··· WYODRĘBNIONY TEKST ···

Kerry melduje Ameryce…

Kerry melduje Ameryce…

Konwencja Demokratów pokazała, że w partii człowiekiem nr 1 pozostaje Clinton, sumieniem Carter, a karty rozdaje nadal Ted Kennedy
Korespondencja z Bostonu

Prowadzony muzycznym motywem przeboju Bruce’a Springsteena „Nie poddawaj się”, wśród ogłuszającej owacji pięciotysięcznego tłumu delegatów na Konwencję Partii Demokratycznej zmierzał do podium jej kandydat na prezydenta. „Jestem John Kerry, melduję się na służbie!”, wyrecytował, salutując.

··· SEKCJA DANYCH ···

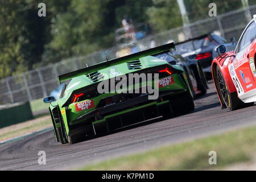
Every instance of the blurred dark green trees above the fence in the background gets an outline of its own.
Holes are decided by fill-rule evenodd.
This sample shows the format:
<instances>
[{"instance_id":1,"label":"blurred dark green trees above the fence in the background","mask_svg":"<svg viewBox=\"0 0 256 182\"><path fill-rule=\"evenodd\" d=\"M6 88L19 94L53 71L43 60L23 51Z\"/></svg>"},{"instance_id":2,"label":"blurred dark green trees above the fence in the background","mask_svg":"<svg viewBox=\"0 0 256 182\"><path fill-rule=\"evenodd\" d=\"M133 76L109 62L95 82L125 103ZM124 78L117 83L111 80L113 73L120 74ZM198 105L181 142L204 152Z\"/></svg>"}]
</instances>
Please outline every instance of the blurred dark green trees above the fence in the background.
<instances>
[{"instance_id":1,"label":"blurred dark green trees above the fence in the background","mask_svg":"<svg viewBox=\"0 0 256 182\"><path fill-rule=\"evenodd\" d=\"M255 0L254 0L255 1ZM0 78L70 56L115 46L115 30L128 15L156 32L182 25L177 0L0 1ZM184 0L189 20L209 18L210 0ZM213 1L217 13L239 9L241 0Z\"/></svg>"}]
</instances>

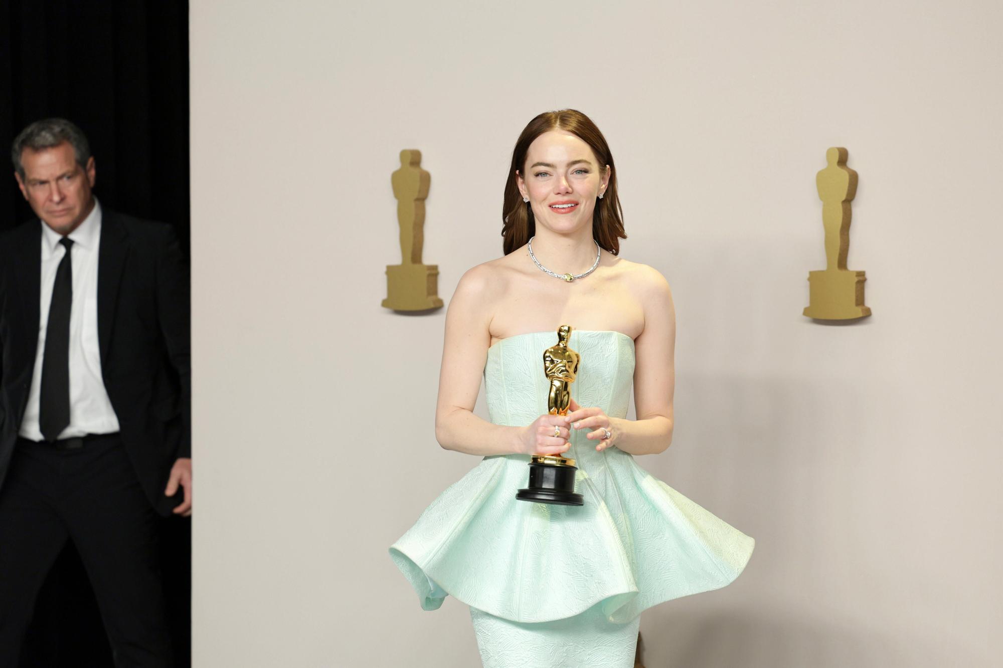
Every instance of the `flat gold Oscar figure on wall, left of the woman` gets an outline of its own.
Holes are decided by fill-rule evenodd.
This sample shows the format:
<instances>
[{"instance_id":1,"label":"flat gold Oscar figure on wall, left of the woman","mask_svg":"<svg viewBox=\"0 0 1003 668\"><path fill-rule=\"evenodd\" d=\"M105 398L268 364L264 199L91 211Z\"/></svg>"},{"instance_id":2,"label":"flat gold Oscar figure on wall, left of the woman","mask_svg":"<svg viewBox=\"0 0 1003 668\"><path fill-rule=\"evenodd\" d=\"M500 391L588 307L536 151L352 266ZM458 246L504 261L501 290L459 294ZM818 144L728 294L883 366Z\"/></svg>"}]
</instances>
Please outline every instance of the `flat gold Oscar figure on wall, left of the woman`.
<instances>
[{"instance_id":1,"label":"flat gold Oscar figure on wall, left of the woman","mask_svg":"<svg viewBox=\"0 0 1003 668\"><path fill-rule=\"evenodd\" d=\"M438 266L421 264L425 198L431 175L420 165L421 151L404 149L400 151L400 169L390 178L397 199L401 263L386 268L387 297L383 306L394 311L428 311L442 306L436 294Z\"/></svg>"}]
</instances>

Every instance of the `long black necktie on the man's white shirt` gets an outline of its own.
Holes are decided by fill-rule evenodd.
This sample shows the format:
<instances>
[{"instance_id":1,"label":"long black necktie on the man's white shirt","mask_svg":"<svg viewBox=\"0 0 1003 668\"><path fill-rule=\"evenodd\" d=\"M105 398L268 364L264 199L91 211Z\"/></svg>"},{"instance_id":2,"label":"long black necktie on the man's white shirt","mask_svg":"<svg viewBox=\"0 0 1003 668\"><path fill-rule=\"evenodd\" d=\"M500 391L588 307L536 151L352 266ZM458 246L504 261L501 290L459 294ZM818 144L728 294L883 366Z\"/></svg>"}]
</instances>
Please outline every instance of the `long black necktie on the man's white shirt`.
<instances>
[{"instance_id":1,"label":"long black necktie on the man's white shirt","mask_svg":"<svg viewBox=\"0 0 1003 668\"><path fill-rule=\"evenodd\" d=\"M47 441L53 441L69 424L69 310L73 304L73 240L59 240L66 252L56 269L45 328L45 355L42 358L42 388L38 406L38 426Z\"/></svg>"}]
</instances>

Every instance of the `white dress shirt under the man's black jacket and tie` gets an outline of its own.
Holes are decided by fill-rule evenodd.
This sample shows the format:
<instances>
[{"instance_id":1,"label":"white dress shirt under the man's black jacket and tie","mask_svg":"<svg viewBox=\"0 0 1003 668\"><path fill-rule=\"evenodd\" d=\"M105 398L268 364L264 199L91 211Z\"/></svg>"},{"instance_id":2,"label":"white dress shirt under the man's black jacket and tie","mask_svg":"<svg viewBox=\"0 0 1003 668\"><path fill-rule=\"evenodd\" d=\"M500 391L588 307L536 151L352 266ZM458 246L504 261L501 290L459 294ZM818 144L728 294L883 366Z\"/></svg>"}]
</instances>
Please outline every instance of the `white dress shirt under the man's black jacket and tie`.
<instances>
[{"instance_id":1,"label":"white dress shirt under the man's black jacket and tie","mask_svg":"<svg viewBox=\"0 0 1003 668\"><path fill-rule=\"evenodd\" d=\"M20 435L30 440L43 440L38 426L38 398L42 386L42 360L45 357L45 330L49 322L49 305L56 269L66 254L59 243L62 236L49 226L42 226L42 283L39 295L38 351L31 375L28 405L21 421ZM118 431L118 418L101 378L101 353L97 343L97 249L101 241L101 207L94 208L76 230L73 240L73 301L69 312L69 424L59 438L72 438L88 433Z\"/></svg>"}]
</instances>

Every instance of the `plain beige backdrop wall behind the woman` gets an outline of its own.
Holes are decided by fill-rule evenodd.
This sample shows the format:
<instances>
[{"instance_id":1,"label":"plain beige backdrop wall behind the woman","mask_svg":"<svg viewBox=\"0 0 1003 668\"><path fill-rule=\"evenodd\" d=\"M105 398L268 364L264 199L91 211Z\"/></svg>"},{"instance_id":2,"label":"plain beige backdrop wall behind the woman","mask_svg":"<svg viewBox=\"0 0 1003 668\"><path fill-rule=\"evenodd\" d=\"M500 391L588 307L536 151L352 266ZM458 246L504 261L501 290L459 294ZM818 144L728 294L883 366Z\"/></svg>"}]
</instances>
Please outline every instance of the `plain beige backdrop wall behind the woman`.
<instances>
[{"instance_id":1,"label":"plain beige backdrop wall behind the woman","mask_svg":"<svg viewBox=\"0 0 1003 668\"><path fill-rule=\"evenodd\" d=\"M444 311L379 306L389 179L422 150L448 300L564 106L675 294L675 442L641 463L757 540L645 613L649 668L994 665L1001 30L990 0L193 3L195 665L477 665L465 608L422 612L386 555L475 463L434 441ZM800 315L831 145L851 326Z\"/></svg>"}]
</instances>

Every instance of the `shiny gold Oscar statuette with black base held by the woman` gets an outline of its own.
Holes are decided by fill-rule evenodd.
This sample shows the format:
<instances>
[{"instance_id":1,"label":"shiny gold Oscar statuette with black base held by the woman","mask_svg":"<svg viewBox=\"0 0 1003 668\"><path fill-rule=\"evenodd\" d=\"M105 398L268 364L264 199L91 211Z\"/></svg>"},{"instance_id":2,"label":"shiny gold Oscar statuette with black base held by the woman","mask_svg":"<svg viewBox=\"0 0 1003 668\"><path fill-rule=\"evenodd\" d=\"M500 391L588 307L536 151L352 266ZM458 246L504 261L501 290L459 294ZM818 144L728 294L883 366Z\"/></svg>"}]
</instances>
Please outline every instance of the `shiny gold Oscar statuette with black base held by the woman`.
<instances>
[{"instance_id":1,"label":"shiny gold Oscar statuette with black base held by the woman","mask_svg":"<svg viewBox=\"0 0 1003 668\"><path fill-rule=\"evenodd\" d=\"M544 375L550 382L547 410L551 415L567 415L571 405L571 383L578 375L582 356L568 347L571 327L561 325L558 343L544 351ZM530 486L520 489L516 498L538 504L583 506L582 494L575 493L574 459L557 454L534 454L530 457Z\"/></svg>"}]
</instances>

···

(PYTANIA KONTROLNE):
**1)** Streść tekst o konwencji Demokratów w dwóch zdaniach.
**2)** Wypisz wszystkie osoby wymienione z nazwiska w tekście o konwencji Demokratów.
**3)** Dopisz dalszy ciąg tekstu o konwencji Demokratów, zaczynając od miejsca, w którym się kończy.

(ODPOWIEDZI KOLEJNO):
**1)** Według korespondencji z Bostonu konwencja Demokratów pokazała, że w partii człowiekiem nr 1 pozostaje Clinton, sumieniem Carter, a karty nadal rozdaje Ted Kennedy. Kandydat na prezydenta John Kerry szedł do podium przy muzyce przeboju Bruce'a Springsteena „Nie poddawaj się” i owacji pięciotysięcznego tłumu delegatów, po czym zasalutował i wyrecytował: „Jestem John Kerry, melduję się na służbie!”.

**2)**
- Clinton
- Carter
- Ted Kennedy
- Bruce Springsteen
- John Kerry

**3)**
W bostońskiej hali sportowej Fleet Center nikt nie miał wątpliwości, że mówca składa meldunek nie tylko swoim kolegom i zwolennikom, ale całej Ameryce. Tak rozpoczęło się najistotniejsze przemówienie w życiu 60-letniego senatora z Massachusetts, mające przesądzić o wyniku listopadowej elekcji prezydenckiej, którą uznał za najważniejsze wybory w życiu wszystkich obecnie uprawnionych do głosowania Amerykanów.

Bitwa o margines

Istotnie, będą to wybory dramatyczne. Zdaniem Instytutu Gallupa, nigdy jeszcze w historii USA margines niezdecydowanych wyborców nie był tak niewielki. Pomiędzy 5 a 7% przy tendencji spadkowej. Jeżeli dodamy, że przed konwencją demokratyczną sondaże dawały 1-, 2-procentową przewagę Kerry’emu (przy błędzie procentowym 3-4 punktów) otrzymamy ostry obraz sytuacji. Ameryka jest spolaryzowana, podzielona na pół. Walka będzie krwawa, toczona do końca, o każdy stan, każdego wyborcę.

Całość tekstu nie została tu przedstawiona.